Records excerpted from a collection:
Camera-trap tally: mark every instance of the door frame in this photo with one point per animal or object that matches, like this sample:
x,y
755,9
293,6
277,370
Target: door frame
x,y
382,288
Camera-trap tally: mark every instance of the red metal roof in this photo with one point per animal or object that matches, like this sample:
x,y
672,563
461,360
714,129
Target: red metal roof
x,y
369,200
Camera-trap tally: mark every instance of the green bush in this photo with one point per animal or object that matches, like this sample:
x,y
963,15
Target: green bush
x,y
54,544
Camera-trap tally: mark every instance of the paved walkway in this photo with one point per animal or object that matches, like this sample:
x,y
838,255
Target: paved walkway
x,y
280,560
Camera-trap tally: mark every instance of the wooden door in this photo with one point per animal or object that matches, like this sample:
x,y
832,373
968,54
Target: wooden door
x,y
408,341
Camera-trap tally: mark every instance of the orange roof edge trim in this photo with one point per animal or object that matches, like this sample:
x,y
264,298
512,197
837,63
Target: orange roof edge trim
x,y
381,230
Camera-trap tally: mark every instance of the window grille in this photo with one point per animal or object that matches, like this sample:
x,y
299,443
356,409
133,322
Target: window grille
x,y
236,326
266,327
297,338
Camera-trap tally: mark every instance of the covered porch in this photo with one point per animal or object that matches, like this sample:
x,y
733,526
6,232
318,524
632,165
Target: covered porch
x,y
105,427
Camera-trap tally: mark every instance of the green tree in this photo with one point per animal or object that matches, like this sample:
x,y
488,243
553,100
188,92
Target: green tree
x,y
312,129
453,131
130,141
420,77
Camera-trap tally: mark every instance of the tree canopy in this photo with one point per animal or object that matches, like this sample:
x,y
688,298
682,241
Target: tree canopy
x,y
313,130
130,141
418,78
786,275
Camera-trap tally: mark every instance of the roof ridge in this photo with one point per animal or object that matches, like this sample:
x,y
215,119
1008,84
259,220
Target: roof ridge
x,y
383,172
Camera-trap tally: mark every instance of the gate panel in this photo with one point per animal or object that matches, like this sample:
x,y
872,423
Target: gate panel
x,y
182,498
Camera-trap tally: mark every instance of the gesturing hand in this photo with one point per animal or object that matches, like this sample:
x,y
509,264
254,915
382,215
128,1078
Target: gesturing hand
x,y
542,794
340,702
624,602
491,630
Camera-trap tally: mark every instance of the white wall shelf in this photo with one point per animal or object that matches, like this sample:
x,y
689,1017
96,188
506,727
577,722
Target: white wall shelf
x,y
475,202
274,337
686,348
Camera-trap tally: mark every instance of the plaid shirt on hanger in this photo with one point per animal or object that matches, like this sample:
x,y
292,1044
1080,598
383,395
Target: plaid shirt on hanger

WHAT TO WORK ON –
Return the entries above exactly as they appear.

WRITTEN ANSWER –
Camera-trap tally: mark every instance of the door frame in this photo with one point per animal or object that matches, like this sample:
x,y
755,9
293,6
277,370
Target: door frame
x,y
382,288
Camera-trap tally: mark every instance of the red metal roof in this photo with one point per animal or object that matches, like this sample:
x,y
672,563
461,360
714,129
Target: red metal roof
x,y
369,200
Camera-trap tally: mark every instance of the green bush in this photo with one point per animal or object that matches, like this sample:
x,y
963,15
Target: green bush
x,y
54,544
Camera-trap tally: mark every instance of the paved walkway in this photo with one point per animal or object that matches, like this sample:
x,y
838,255
Target: paved walkway
x,y
280,560
Camera-trap tally: mark every instance of the wooden door in this photo with one point per animal or object that matches, like this sample:
x,y
832,373
968,54
Target: wooden door
x,y
408,341
Camera-trap tally: mark every instance of the orange roof edge trim in this photo with one point per animal or object that matches, like this sample:
x,y
264,298
512,197
837,63
Target: orange roof edge trim
x,y
381,230
Camera-trap tally: mark every instance of the window grille in this photo with one point per animal or object that matches, like this sample:
x,y
299,443
356,409
133,322
Target: window grille
x,y
236,326
266,327
297,338
Camera-trap tally: mark every instance of the covered porch in this photo with one point per animal or object that matches, like this sample:
x,y
733,526
6,232
318,524
632,165
Target: covered porch
x,y
105,427
Camera-trap tally: mark every instance of the green tree in this photo with one point per animal or object that matches, like this sample:
x,y
488,243
553,100
188,92
Target: green tree
x,y
312,129
453,131
130,141
420,77
Camera-trap tally: mark every instance of the tree canopy in this photo with one point per animal or object that matches, like this sample:
x,y
688,298
682,241
Target: tree canopy
x,y
313,130
130,141
418,78
786,275
Camera-trap tally: mark every instance of the roof ridge in this photo with one point per animal or object that matches, like this sample:
x,y
215,119
1008,84
259,220
Target: roof ridge
x,y
383,172
Camera-trap tally: mark every instance of the gate panel in this photo with one point per animal or object that matches, like this sample:
x,y
872,423
Target: gate panel
x,y
182,498
Camera-trap tally: mark every instance of the gesturing hand in this photo with one point per animal or object that matches, like this sample:
x,y
509,264
254,915
382,215
128,1078
Target: gesturing hand
x,y
542,794
340,702
624,602
491,630
Camera-trap tally: mark every instance of the white wall shelf in this photo with one point per animal or object that matches, like this sample:
x,y
689,1017
96,188
506,727
577,722
Target: white wall shelf
x,y
475,202
274,337
686,348
Camera-trap tally: mark every instance of the plaid shirt on hanger in this photo with one point per animal or object that matches, like this sample:
x,y
292,1044
1080,598
383,395
Target: plaid shirt on hanger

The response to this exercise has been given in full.